◆ **FRAGMENTO SELECCIONADO**:

Nada de lo social, de lo que funciona en red, parece faltarle a esa mujer, o, en todo caso, son sus decisiones y no la de los otros, incluso las que podrían ayudarla, las que dictan sus movimientos y parecen protegerla de esos contactos. Reveladora de esto último es la secuencia en la que visita a una médica en un hospital público que le indica estudios y toma de medicación y que luego de un tibio intento de seguir esas directivas, ella desecha arrojando las recetas y abandonando el efector.

(Datos de localización de puntos en imágenes)
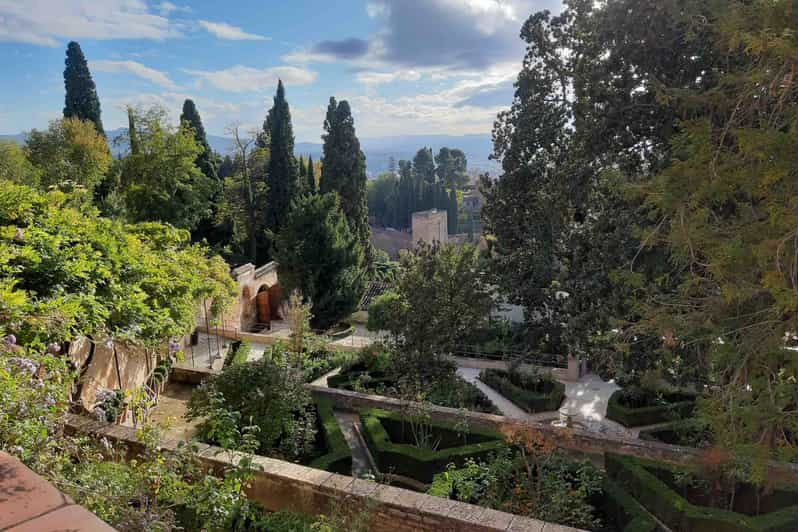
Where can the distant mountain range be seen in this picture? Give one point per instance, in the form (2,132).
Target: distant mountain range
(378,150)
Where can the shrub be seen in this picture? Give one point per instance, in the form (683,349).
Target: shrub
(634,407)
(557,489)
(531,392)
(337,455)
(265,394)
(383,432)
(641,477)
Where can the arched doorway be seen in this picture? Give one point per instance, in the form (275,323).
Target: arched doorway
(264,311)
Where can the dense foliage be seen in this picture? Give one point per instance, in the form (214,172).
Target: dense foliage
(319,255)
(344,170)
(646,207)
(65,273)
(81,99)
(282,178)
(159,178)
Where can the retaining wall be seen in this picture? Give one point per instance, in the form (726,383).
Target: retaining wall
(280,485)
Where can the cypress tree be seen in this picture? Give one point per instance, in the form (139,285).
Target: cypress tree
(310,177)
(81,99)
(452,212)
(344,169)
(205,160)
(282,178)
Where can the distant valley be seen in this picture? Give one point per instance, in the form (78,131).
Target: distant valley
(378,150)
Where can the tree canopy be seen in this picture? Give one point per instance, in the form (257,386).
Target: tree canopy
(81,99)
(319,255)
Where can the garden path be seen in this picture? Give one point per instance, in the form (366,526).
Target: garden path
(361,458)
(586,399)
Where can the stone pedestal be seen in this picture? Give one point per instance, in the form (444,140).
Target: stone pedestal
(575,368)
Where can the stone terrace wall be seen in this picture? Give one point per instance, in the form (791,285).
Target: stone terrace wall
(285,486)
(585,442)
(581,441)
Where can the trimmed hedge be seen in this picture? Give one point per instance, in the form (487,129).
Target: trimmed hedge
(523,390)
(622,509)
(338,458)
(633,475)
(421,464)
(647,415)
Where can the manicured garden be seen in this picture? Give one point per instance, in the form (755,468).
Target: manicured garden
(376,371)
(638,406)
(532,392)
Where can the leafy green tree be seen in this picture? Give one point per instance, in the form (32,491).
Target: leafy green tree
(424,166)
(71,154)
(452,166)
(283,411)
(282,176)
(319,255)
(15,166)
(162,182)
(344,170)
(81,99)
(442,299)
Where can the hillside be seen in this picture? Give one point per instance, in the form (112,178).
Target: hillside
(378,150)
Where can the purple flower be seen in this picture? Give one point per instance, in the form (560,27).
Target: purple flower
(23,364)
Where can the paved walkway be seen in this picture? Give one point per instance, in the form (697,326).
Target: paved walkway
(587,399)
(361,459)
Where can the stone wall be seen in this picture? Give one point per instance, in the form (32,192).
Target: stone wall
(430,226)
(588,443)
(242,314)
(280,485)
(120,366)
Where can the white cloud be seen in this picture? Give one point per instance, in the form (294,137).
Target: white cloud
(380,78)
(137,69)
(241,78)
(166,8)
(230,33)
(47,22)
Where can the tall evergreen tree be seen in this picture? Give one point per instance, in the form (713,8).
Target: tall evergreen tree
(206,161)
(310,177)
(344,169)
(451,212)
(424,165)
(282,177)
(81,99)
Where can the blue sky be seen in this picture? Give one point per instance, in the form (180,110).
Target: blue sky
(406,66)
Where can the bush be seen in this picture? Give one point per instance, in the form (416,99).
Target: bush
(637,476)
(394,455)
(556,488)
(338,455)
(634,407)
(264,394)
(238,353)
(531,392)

◆ **QUÉ HACER**:
1 > Reproduce el fragmento sobre la mujer y la médica, empezando por "Nada de lo social, de" y siguiendo hasta "abandonando el efector.".
2 > Retoma el fragmento sobre la mujer y la médica y continúalo desde donde termina.
Las líneas no hacen falta.

◆ **LISTA DE RESPUESTAS**:
1 >
Nada de lo social, de lo que funciona en red, parece faltarle a esa mujer, o, en todo caso, son sus decisiones y no la de los otros, incluso las que podrían ayudarla, las que dictan sus movimientos y parecen protegerla de esos contactos. Reveladora de esto último es la secuencia en la que visita a una médica en un hospital público que le indica estudios y toma de medicación y que luego de un tibio intento de seguir esas directivas, ella desecha arrojando las recetas y abandonando el efector.

2 >
Aunque desde la ficción pero coqueteando con el documental de observación, la propuesta de Citarella y Llinás remite, en algunos de sus postulados, a El hombre sin nombre, film documental del cineasta chino Wang Bing, en la que se explora la existencia de un hombre alejado a considerable distancia del mundanal ruido, que vive a expensas de sus propios recursos y explicita un estadio casi precapitalista, donde la subsistencia entraña una absoluta libertad de acción y pensamiento. En este sentido, La mujer de los perros, al igual que el relato de Wang Bing, es puro presente, no hay pasado de los protagonistas y no importa el futuro porque esa extensión se construye en el ahí y ahora de esos días que muestran el inapelable paso del tiempo; en el film de Citarella y Llinás signado por subtítulos que aluden a las estaciones climáticas con sus características benévolas o rigurosas, casi como una puntuación puesta en evidencia a través de la ropa y los movimientos de la protagonista, siempre en sintonía con los perros que acompañan ese devenir hibernando junto a ella o encantados ante el fulgor primaveral.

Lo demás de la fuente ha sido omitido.